=== Exercise data ===
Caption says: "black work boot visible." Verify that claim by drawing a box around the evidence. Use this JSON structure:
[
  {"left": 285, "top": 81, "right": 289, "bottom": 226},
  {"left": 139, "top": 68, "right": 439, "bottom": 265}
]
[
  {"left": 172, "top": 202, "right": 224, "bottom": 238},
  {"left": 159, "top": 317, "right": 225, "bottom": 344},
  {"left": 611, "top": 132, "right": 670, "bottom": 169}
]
===
Copy every record above out again, word for word.

_Answer for this exercise_.
Caption says: "black work boot visible." Verify that claim by drawing a box around the evidence. Use this JSON structure:
[
  {"left": 285, "top": 81, "right": 289, "bottom": 226},
  {"left": 139, "top": 68, "right": 439, "bottom": 265}
]
[
  {"left": 172, "top": 202, "right": 224, "bottom": 238},
  {"left": 159, "top": 317, "right": 225, "bottom": 344},
  {"left": 611, "top": 132, "right": 670, "bottom": 169}
]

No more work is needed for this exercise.